◆ **Short exercise**
Could you copy out, word for word, every line from the start of the records through the line containing "99 L 67 100", including both ends but leaving out the pictures?

----

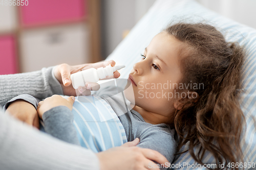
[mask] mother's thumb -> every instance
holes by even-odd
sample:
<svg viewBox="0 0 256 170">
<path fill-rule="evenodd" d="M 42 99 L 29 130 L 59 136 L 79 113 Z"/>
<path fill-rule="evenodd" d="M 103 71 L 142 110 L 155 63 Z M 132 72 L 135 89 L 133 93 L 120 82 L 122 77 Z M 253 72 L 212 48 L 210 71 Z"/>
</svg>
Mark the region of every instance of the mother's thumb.
<svg viewBox="0 0 256 170">
<path fill-rule="evenodd" d="M 69 98 L 67 99 L 67 100 L 69 101 L 69 102 L 70 102 L 71 104 L 72 104 L 72 105 L 74 104 L 74 102 L 75 102 L 75 100 L 76 99 L 75 97 L 73 96 L 71 96 Z"/>
<path fill-rule="evenodd" d="M 123 145 L 122 145 L 122 147 L 135 147 L 136 145 L 138 144 L 138 143 L 139 143 L 139 142 L 140 142 L 140 139 L 136 137 L 136 138 L 134 140 L 130 142 L 126 142 L 125 143 L 123 144 Z"/>
</svg>

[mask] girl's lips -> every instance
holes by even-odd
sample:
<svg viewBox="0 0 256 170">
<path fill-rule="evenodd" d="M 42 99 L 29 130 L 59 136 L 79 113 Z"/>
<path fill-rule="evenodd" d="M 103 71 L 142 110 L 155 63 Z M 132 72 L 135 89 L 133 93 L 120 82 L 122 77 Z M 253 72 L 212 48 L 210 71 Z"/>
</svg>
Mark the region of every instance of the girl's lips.
<svg viewBox="0 0 256 170">
<path fill-rule="evenodd" d="M 130 81 L 131 81 L 131 82 L 132 82 L 132 84 L 133 84 L 135 86 L 137 86 L 136 84 L 134 82 L 134 79 L 133 78 L 133 77 L 131 75 L 129 75 L 129 78 L 128 78 L 128 80 L 129 80 Z"/>
</svg>

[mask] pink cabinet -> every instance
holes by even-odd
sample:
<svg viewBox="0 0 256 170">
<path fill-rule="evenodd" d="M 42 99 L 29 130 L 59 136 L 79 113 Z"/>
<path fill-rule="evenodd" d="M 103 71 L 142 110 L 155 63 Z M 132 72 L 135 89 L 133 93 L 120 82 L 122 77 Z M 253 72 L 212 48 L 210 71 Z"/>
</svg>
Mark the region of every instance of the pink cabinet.
<svg viewBox="0 0 256 170">
<path fill-rule="evenodd" d="M 12 36 L 0 37 L 0 75 L 17 72 L 15 44 Z"/>
<path fill-rule="evenodd" d="M 86 17 L 86 0 L 33 0 L 20 6 L 23 26 L 79 21 Z"/>
</svg>

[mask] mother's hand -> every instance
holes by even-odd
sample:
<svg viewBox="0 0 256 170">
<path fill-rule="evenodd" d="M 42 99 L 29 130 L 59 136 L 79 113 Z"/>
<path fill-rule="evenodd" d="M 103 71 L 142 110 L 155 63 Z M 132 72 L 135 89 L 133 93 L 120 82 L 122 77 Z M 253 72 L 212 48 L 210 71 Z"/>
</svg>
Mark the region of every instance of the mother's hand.
<svg viewBox="0 0 256 170">
<path fill-rule="evenodd" d="M 98 68 L 101 67 L 105 67 L 109 64 L 112 66 L 115 66 L 116 62 L 113 60 L 104 61 L 96 63 L 89 63 L 75 66 L 70 66 L 67 64 L 62 64 L 57 66 L 54 69 L 54 76 L 61 85 L 64 95 L 76 96 L 76 90 L 71 85 L 70 75 L 90 68 Z M 116 71 L 114 72 L 114 77 L 117 78 L 120 76 L 120 73 Z M 113 76 L 108 76 L 105 79 L 112 79 Z M 89 85 L 89 86 L 88 86 Z M 97 83 L 86 83 L 85 88 L 79 89 L 79 92 L 83 95 L 89 95 L 91 90 L 98 90 L 99 85 Z"/>
</svg>

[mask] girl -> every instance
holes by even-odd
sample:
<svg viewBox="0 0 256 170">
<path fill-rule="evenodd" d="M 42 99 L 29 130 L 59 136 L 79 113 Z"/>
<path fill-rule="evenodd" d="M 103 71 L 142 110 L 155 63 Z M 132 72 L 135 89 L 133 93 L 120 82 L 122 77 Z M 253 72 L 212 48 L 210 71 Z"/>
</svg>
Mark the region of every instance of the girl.
<svg viewBox="0 0 256 170">
<path fill-rule="evenodd" d="M 179 138 L 178 151 L 189 142 L 188 152 L 197 162 L 203 164 L 206 151 L 215 156 L 217 164 L 238 162 L 242 158 L 243 115 L 238 98 L 243 49 L 226 42 L 210 25 L 178 23 L 157 35 L 142 56 L 128 78 L 135 105 L 119 116 L 127 140 L 139 137 L 138 147 L 155 149 L 172 162 L 173 157 L 167 155 L 174 153 L 168 148 L 175 146 L 170 130 L 175 127 Z M 109 87 L 96 94 L 119 115 L 120 99 L 113 96 L 114 90 Z M 40 117 L 49 110 L 53 99 L 65 100 L 53 98 L 39 103 Z M 70 108 L 70 104 L 65 103 L 62 105 Z M 161 138 L 154 137 L 157 136 Z M 197 145 L 200 150 L 195 153 Z"/>
</svg>

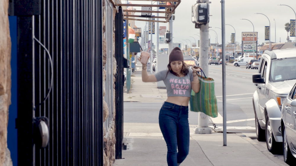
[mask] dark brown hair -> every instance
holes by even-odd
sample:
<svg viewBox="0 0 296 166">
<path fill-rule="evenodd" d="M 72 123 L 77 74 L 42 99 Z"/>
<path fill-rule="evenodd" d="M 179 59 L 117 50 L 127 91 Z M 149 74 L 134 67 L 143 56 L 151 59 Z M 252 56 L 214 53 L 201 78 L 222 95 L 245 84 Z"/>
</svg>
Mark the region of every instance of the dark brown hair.
<svg viewBox="0 0 296 166">
<path fill-rule="evenodd" d="M 182 66 L 182 69 L 181 69 L 181 74 L 185 76 L 187 75 L 189 71 L 188 70 L 188 67 L 187 66 L 187 65 L 183 61 L 182 61 L 182 63 L 183 64 L 183 65 Z M 178 74 L 173 71 L 173 70 L 170 68 L 170 63 L 169 63 L 168 64 L 168 73 L 169 71 L 171 73 L 177 77 L 181 76 L 178 76 Z"/>
</svg>

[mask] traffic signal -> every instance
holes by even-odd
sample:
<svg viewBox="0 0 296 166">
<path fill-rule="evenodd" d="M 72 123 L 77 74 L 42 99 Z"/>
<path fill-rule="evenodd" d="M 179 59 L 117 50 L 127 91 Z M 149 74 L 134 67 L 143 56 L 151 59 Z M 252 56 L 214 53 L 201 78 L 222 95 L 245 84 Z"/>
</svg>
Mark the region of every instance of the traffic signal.
<svg viewBox="0 0 296 166">
<path fill-rule="evenodd" d="M 199 24 L 205 25 L 209 22 L 209 7 L 207 3 L 195 4 L 192 7 L 191 21 Z"/>
<path fill-rule="evenodd" d="M 172 33 L 170 31 L 165 33 L 165 43 L 168 43 L 171 41 Z"/>
</svg>

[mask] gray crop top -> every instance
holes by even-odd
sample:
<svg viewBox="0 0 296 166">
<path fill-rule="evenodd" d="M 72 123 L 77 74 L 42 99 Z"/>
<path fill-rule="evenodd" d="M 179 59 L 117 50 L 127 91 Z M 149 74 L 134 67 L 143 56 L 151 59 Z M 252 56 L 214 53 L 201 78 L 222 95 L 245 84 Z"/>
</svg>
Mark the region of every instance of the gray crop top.
<svg viewBox="0 0 296 166">
<path fill-rule="evenodd" d="M 191 82 L 193 81 L 192 69 L 189 69 L 187 75 L 184 77 L 178 77 L 168 72 L 168 70 L 163 70 L 155 74 L 157 81 L 163 81 L 166 87 L 168 97 L 191 97 Z M 167 75 L 167 73 L 168 73 Z"/>
</svg>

----

◆ **Completed task**
[mask] mother's thumb -> every instance
holes by even-odd
sample:
<svg viewBox="0 0 256 170">
<path fill-rule="evenodd" d="M 42 99 L 29 130 L 59 136 L 79 113 Z"/>
<path fill-rule="evenodd" d="M 103 71 L 142 110 L 155 63 Z M 132 72 L 135 89 L 133 93 L 120 82 L 122 77 Z M 253 72 L 212 48 L 210 71 Z"/>
</svg>
Mark the region of every instance of the mother's thumb.
<svg viewBox="0 0 256 170">
<path fill-rule="evenodd" d="M 69 98 L 67 99 L 67 100 L 69 101 L 69 102 L 70 102 L 71 104 L 72 104 L 72 105 L 74 104 L 74 102 L 75 102 L 75 100 L 76 99 L 75 97 L 73 96 L 71 96 Z"/>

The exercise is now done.